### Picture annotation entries
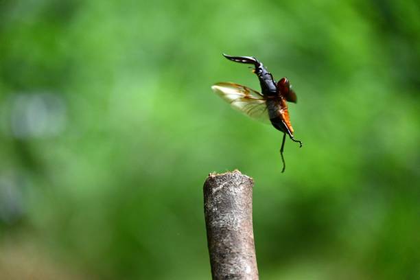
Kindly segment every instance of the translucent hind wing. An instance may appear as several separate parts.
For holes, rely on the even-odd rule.
[[[235,109],[254,119],[270,124],[266,100],[258,91],[232,82],[219,82],[211,89]]]

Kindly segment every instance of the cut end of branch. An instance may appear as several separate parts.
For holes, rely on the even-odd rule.
[[[253,232],[254,180],[237,170],[209,174],[205,215],[213,279],[258,279]]]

### DO THIS
Please render every line of the listing above as a Markdown table with columns n and Line, numbering the rows and skipping blank lines. Leave the pictures out.

### SOLUTION FOR THIS EXERCISE
| n | Line |
|---|---|
| 1 | Kindly segment every instance of the translucent hind wing. An instance may appear as several separate parts. |
| 2 | For holes, rely on the even-odd rule. |
| 3 | [[[235,109],[254,119],[270,124],[266,100],[258,91],[232,82],[219,82],[211,89]]] |
| 4 | Kindly segment every instance of the cut end of branch. An instance may appear as several separate parts. |
| 5 | For holes, rely on the even-odd rule. |
| 6 | [[[253,232],[254,180],[237,170],[209,174],[205,215],[213,279],[258,279]]] |